EXERCISE BRIEF.
Set down the line that contains "target | stone column" and every line after it to the end of the entries, exactly as they stand and nothing more.

-------- INPUT DATA

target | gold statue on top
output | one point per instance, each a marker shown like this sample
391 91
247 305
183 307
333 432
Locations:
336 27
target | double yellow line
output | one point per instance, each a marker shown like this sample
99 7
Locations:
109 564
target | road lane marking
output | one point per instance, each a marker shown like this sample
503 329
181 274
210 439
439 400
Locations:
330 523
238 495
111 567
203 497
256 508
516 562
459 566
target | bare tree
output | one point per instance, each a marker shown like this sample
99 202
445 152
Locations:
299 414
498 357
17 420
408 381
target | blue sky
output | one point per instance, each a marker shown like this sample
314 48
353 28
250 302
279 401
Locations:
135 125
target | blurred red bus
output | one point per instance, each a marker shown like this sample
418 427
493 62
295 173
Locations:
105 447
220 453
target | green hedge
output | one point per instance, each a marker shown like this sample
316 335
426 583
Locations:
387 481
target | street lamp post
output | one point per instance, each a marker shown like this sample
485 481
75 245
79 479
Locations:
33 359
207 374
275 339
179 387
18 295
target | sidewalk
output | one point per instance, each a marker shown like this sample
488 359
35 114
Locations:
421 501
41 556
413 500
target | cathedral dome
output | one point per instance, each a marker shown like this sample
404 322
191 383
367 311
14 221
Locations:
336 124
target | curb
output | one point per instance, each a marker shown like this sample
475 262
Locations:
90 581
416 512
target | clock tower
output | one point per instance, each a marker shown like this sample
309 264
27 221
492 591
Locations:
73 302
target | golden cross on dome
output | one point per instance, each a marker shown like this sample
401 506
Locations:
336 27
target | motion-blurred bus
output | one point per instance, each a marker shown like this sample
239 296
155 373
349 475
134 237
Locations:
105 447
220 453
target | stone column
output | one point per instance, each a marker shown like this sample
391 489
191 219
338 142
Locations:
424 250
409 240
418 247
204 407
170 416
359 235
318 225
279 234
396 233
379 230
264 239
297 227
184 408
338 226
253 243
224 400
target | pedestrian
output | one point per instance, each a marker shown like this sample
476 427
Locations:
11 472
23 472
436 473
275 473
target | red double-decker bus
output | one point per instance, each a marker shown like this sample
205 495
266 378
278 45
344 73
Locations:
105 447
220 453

----------------

TASK RESULT.
target | stone column
output | one point per instance, each a marker shown like this sample
391 489
191 219
338 142
Locations:
424 250
409 240
418 247
204 407
170 416
359 235
318 225
279 234
396 233
379 230
264 239
297 227
184 408
338 226
253 243
224 400
target | pedestrian
output | one point per instance, each a marker shown like this sample
476 427
Locations:
11 472
23 472
436 473
275 473
target | red double-decker bus
output | one point per instance, each a marker shown like this sample
205 495
266 378
278 45
344 73
Locations:
105 447
220 453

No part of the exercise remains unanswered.